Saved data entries
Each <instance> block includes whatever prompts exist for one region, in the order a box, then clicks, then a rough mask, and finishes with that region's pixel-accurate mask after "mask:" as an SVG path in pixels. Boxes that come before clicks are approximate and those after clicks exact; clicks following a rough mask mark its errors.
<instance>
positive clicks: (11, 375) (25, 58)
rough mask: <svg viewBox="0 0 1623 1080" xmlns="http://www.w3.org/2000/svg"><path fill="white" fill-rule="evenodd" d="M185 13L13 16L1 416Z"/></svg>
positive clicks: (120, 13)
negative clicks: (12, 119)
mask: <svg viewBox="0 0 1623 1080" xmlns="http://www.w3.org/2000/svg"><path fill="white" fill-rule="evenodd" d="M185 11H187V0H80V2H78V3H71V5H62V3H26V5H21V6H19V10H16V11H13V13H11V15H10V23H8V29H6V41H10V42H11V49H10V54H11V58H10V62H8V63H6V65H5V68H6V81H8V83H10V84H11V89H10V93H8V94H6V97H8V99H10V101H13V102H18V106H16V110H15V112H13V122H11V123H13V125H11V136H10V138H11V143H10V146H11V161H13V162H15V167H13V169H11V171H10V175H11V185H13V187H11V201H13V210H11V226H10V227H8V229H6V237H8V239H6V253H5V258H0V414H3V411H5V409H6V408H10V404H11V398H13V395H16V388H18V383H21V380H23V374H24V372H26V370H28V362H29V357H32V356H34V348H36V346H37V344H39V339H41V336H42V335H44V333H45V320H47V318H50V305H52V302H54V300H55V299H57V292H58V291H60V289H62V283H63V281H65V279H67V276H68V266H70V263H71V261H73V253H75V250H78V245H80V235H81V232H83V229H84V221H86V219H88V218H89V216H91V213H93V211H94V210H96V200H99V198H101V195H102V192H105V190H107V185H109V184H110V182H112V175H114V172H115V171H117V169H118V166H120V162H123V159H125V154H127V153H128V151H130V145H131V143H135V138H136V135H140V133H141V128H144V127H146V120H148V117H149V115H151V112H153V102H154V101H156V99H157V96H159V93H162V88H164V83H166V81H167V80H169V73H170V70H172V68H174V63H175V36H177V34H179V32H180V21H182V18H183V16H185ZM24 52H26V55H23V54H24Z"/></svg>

YOUR OBJECTIVE
Your task is to retype all the records above with nothing left out.

TASK RESULT
Each <instance> block includes whatever prompts exist for one region, in the order a box, then clicks, then a rough mask, and finishes with that region's pixel-accurate mask after "mask:" as an SVG path in pixels. Boxes that come before clicks are approximate and those after clicks exact; clicks following a rough mask mark its errors.
<instance>
positive clicks: (11, 375) (25, 58)
rough mask: <svg viewBox="0 0 1623 1080" xmlns="http://www.w3.org/2000/svg"><path fill="white" fill-rule="evenodd" d="M185 13L13 16L1 416Z"/></svg>
positive clicks: (120, 13)
negative clicks: (12, 119)
mask: <svg viewBox="0 0 1623 1080" xmlns="http://www.w3.org/2000/svg"><path fill="white" fill-rule="evenodd" d="M185 11H187V0H80V2H78V3H71V5H62V3H26V5H21V6H19V10H16V11H13V13H11V15H10V23H8V29H6V41H10V42H11V49H10V54H11V58H10V62H8V63H6V65H5V68H6V81H8V83H10V84H11V89H10V93H8V94H6V97H8V99H10V101H13V102H18V106H16V110H15V112H13V122H11V123H13V125H11V136H10V138H11V143H10V146H11V161H13V162H15V167H13V169H11V171H10V175H11V185H13V187H11V201H13V210H11V226H10V227H8V229H6V237H8V239H6V253H5V258H0V414H3V411H5V409H6V408H10V404H11V398H13V395H16V388H18V383H21V380H23V374H24V372H26V370H28V362H29V357H32V356H34V348H36V346H37V344H39V339H41V336H42V335H44V333H45V320H47V318H50V305H52V302H54V300H55V299H57V292H58V291H60V289H62V283H63V281H65V279H67V276H68V266H70V263H71V261H73V253H75V250H78V245H80V235H81V232H83V229H84V221H86V219H88V218H89V216H91V213H93V211H94V210H96V200H99V198H101V195H102V192H105V190H107V185H109V184H110V182H112V175H114V172H115V171H117V169H118V166H120V162H123V159H125V154H127V153H128V151H130V145H131V143H135V138H136V135H140V133H141V128H144V127H146V120H148V117H149V115H151V112H153V102H154V101H156V99H157V96H159V93H162V88H164V83H166V81H167V80H169V73H170V70H172V68H174V63H175V36H177V34H179V32H180V21H182V18H183V16H185ZM24 52H26V55H23V54H24Z"/></svg>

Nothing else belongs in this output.